## [Aim of the task]
Print the data that follows exactly.

Location annotation dataset excerpts
--
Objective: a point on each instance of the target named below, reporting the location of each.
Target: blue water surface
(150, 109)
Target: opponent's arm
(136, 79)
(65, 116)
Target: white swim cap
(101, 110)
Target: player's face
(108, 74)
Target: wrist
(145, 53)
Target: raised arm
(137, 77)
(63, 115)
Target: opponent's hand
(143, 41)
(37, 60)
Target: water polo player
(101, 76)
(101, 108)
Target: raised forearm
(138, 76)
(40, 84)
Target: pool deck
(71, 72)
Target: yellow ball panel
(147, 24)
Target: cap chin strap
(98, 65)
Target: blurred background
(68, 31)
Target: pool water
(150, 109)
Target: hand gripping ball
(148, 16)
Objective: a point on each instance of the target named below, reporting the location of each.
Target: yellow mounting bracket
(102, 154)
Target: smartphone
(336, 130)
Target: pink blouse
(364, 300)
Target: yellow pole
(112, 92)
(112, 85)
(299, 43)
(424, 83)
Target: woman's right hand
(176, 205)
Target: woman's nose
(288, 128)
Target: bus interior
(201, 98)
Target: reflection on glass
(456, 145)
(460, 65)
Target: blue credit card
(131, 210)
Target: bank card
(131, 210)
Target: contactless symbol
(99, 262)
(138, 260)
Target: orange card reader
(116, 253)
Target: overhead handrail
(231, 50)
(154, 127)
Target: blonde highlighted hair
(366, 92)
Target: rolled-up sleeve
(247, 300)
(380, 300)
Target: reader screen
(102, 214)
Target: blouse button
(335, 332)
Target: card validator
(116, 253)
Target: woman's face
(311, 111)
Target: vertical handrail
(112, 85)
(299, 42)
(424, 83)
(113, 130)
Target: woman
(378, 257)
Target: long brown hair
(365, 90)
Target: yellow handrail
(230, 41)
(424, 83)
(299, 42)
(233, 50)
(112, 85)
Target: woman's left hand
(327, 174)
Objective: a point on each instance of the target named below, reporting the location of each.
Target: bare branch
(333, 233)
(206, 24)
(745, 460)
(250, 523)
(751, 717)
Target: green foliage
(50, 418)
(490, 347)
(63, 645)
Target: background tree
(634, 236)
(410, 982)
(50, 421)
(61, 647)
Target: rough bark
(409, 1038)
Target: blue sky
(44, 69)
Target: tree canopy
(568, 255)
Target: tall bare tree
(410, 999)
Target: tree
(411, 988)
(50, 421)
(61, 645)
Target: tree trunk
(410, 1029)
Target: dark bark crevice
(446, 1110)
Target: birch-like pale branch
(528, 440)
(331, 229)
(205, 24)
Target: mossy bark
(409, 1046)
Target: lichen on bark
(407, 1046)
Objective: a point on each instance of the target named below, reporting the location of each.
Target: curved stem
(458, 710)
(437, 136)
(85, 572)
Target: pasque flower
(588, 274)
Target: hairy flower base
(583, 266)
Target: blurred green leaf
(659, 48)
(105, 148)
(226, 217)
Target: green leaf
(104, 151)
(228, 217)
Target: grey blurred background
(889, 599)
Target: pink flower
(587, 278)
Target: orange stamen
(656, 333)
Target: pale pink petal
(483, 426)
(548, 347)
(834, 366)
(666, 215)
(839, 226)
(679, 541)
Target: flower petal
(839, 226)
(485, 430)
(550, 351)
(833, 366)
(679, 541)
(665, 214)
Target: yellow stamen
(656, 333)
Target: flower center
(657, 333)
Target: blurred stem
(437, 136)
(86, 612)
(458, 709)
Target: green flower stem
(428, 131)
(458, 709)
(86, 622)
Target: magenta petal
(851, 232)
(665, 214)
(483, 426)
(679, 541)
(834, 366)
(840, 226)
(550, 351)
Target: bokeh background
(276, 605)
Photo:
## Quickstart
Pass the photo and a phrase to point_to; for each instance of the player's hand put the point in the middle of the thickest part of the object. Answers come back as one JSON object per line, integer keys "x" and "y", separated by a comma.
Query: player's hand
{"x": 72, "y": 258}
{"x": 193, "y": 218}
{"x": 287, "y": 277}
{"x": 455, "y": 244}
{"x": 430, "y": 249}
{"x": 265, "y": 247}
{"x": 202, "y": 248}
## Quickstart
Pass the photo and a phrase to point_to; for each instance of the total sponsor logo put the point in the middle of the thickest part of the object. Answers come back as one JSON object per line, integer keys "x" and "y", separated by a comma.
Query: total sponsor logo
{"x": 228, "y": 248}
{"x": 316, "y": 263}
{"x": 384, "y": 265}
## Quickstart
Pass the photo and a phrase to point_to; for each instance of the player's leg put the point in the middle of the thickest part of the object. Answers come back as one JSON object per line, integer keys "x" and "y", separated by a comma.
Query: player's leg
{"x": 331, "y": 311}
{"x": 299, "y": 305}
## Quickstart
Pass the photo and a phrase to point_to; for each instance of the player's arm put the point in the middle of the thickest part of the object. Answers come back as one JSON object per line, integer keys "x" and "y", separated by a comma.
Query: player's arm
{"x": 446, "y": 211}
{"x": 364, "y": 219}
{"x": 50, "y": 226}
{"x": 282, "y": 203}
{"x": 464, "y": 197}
--
## [Reply]
Objective: a point on each instance of the target named below, reporting the location of each.
Target: blue water surface
(150, 109)
Target: opponent's arm
(136, 79)
(65, 116)
Target: white swim cap
(101, 110)
Target: player's face
(108, 74)
Target: wrist
(145, 53)
Target: raised arm
(137, 77)
(63, 115)
Target: opponent's hand
(143, 41)
(37, 60)
Target: water polo player
(101, 76)
(101, 108)
Target: raised forearm
(138, 76)
(40, 84)
Target: pool deck
(71, 72)
Target: yellow ball panel
(147, 24)
Target: cap chin strap
(98, 65)
Target: blurred background
(68, 31)
Target: pool water
(150, 109)
Target: hand gripping ball
(148, 16)
Objective: a point on each instance of the target named below, reporting the location of each.
Target: yellow mounting bracket
(102, 154)
Target: smartphone
(336, 130)
Target: pink blouse
(364, 300)
Target: yellow pole
(112, 92)
(112, 85)
(299, 43)
(424, 83)
Target: woman's right hand
(176, 205)
Target: woman's nose
(288, 128)
Target: bus interior
(201, 98)
Target: reflection on glass
(456, 145)
(460, 65)
Target: blue credit card
(131, 210)
Target: bank card
(131, 210)
Target: contactless symbol
(99, 262)
(138, 260)
Target: orange card reader
(116, 253)
Target: overhead handrail
(231, 50)
(154, 127)
Target: blonde highlighted hair
(366, 92)
Target: rolled-up sleeve
(247, 300)
(380, 300)
Target: reader screen
(102, 214)
Target: blouse button
(335, 332)
Target: card validator
(116, 253)
Target: woman's face
(311, 111)
Target: vertical handrail
(112, 85)
(299, 42)
(424, 83)
(113, 130)
Target: woman
(378, 257)
Target: long brown hair
(365, 90)
Target: yellow handrail
(230, 41)
(424, 83)
(299, 42)
(233, 50)
(112, 85)
Target: woman's left hand
(327, 174)
Objective: a point on each instance of the target named below, reporting the location of each.
Target: bare branch
(333, 233)
(206, 24)
(745, 460)
(250, 523)
(751, 717)
Target: green foliage
(50, 418)
(490, 347)
(63, 645)
Target: background tree
(634, 236)
(410, 982)
(50, 421)
(61, 647)
Target: rough bark
(409, 1038)
Target: blue sky
(44, 69)
Target: tree canopy
(568, 255)
Target: tall bare tree
(410, 999)
Target: tree
(411, 988)
(50, 421)
(61, 645)
Target: tree trunk
(410, 1029)
Target: dark bark crevice
(446, 1110)
Target: birch-like pale branch
(528, 440)
(331, 229)
(205, 24)
Target: mossy bark
(409, 1046)
Target: lichen on bark
(407, 1046)
Objective: a point on each instance of the target named below, reporting the location of each.
Target: curved stem
(458, 710)
(437, 136)
(85, 572)
Target: pasque flower
(588, 274)
Target: hairy flower base
(583, 266)
Target: blurred green leaf
(659, 48)
(105, 148)
(226, 217)
Target: green leaf
(104, 151)
(228, 217)
Target: grey blurred background
(889, 599)
Target: pink flower
(587, 278)
Target: orange stamen
(656, 333)
Target: pale pink petal
(483, 426)
(548, 347)
(834, 366)
(666, 215)
(839, 226)
(679, 541)
Target: flower petal
(839, 226)
(485, 430)
(550, 351)
(833, 366)
(679, 541)
(665, 214)
Target: yellow stamen
(656, 333)
Target: flower center
(657, 333)
Target: blurred stem
(437, 136)
(86, 612)
(458, 709)
Target: green flower stem
(428, 131)
(458, 709)
(86, 622)
Target: magenta petal
(851, 232)
(665, 214)
(483, 426)
(679, 541)
(834, 366)
(840, 226)
(550, 351)
Target: bokeh background
(276, 605)
Photo:
## Quickstart
Pass the photo and a phrase to point_to; for each instance of the player's hand put the point in the middle of the thickest part of the object. Answers come back as one JSON object per line, integer keys "x" and "y", separated by a comma.
Query: player's hand
{"x": 72, "y": 258}
{"x": 193, "y": 218}
{"x": 287, "y": 277}
{"x": 455, "y": 244}
{"x": 430, "y": 249}
{"x": 265, "y": 247}
{"x": 202, "y": 248}
## Quickstart
Pass the photo and a phrase to point_to; for each instance of the total sponsor logo put the point in the middle of the thickest part of the object. Answers come back as one JSON object per line, integer keys "x" and "y", separated by a comma.
Query: total sponsor logo
{"x": 228, "y": 248}
{"x": 316, "y": 263}
{"x": 384, "y": 265}
## Quickstart
Pass the photo and a phrase to point_to; for each instance of the player's leg put the point in the middle of the thickest part of the object. Answers come back as one JSON object per line, integer keys "x" and "y", separated by a comma.
Query: player's leg
{"x": 331, "y": 311}
{"x": 299, "y": 305}
## Quickstart
Pass the photo and a phrase to point_to; for each instance of the player's arm put the point in the middle of the thickest part of the object. Answers come back as one JSON object per line, integer keys "x" and "y", separated by a comma.
Query: player's arm
{"x": 446, "y": 211}
{"x": 364, "y": 219}
{"x": 50, "y": 226}
{"x": 282, "y": 203}
{"x": 464, "y": 197}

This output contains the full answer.